Records supplied =

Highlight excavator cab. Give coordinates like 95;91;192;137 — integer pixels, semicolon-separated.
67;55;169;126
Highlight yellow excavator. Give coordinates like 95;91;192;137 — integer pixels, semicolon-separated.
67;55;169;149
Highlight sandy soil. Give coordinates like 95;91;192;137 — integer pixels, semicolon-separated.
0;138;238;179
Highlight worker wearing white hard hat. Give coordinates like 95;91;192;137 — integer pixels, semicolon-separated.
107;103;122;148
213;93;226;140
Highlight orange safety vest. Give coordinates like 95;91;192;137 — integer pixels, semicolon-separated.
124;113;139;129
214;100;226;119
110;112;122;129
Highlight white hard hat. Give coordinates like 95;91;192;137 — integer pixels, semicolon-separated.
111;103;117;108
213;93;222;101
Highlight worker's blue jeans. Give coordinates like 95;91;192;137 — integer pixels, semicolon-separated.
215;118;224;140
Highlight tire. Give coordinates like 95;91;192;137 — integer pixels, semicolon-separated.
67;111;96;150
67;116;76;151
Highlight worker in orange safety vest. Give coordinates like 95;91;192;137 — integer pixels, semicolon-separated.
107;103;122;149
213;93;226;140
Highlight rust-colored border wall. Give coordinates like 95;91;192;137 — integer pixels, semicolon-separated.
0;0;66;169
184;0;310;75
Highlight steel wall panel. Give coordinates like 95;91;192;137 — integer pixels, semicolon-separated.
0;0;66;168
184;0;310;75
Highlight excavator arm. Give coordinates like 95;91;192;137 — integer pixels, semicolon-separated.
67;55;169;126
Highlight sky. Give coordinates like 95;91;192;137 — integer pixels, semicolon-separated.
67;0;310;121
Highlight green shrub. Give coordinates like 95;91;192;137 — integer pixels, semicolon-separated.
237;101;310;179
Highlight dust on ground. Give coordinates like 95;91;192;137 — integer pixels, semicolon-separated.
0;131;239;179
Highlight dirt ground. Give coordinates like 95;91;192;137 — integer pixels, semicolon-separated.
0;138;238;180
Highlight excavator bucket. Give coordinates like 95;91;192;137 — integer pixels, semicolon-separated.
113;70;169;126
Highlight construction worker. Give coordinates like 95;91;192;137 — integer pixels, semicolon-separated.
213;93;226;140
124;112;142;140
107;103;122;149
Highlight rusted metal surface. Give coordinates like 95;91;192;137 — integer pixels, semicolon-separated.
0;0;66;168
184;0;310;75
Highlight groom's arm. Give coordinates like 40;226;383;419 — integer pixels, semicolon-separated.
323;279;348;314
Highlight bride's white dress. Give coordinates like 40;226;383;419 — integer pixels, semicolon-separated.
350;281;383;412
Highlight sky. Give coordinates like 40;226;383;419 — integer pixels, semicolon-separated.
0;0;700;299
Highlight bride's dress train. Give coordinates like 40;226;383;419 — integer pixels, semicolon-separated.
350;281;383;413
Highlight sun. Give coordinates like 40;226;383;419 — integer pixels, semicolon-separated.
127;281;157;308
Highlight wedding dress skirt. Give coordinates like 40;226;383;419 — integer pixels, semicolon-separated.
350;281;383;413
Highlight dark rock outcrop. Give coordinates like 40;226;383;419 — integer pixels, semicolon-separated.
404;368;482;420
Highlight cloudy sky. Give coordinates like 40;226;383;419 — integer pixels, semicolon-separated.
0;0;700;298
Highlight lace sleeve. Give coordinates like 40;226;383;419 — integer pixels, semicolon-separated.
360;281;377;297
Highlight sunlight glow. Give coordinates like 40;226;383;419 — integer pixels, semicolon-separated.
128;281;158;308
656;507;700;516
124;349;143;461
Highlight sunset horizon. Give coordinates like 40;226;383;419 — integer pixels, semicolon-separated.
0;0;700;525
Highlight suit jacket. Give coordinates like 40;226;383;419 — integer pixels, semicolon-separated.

Instructions to follow =
Reproduce word for word the lines from the one containing "Highlight dark rock" through the end of the items, including both ends.

Written answer =
Highlight dark rock outcrop. Give coordinates like 40;226;383;419 — integer pixels, semicolon-separated.
404;368;482;420
Highlight cloudy sky. Give coordinates like 40;226;383;419 — integer pixels, semicolon-separated.
0;0;700;298
Highlight lace sleeve. Give coordinates like 40;226;383;419 — integer pixels, semicolon-separated.
360;281;377;297
Highlight sunlight glow. Give coordinates like 40;226;383;419 — integer pixels, semicolon-separated.
128;281;158;308
656;507;700;516
124;349;143;461
Highlight sunset horizon. Give coordinates like 40;226;383;419 — integer pixels, semicolon-separated.
0;0;700;525
Highlight suit jacket. Give coordinates like 40;226;383;419 — integer pixels, semicolon-separated.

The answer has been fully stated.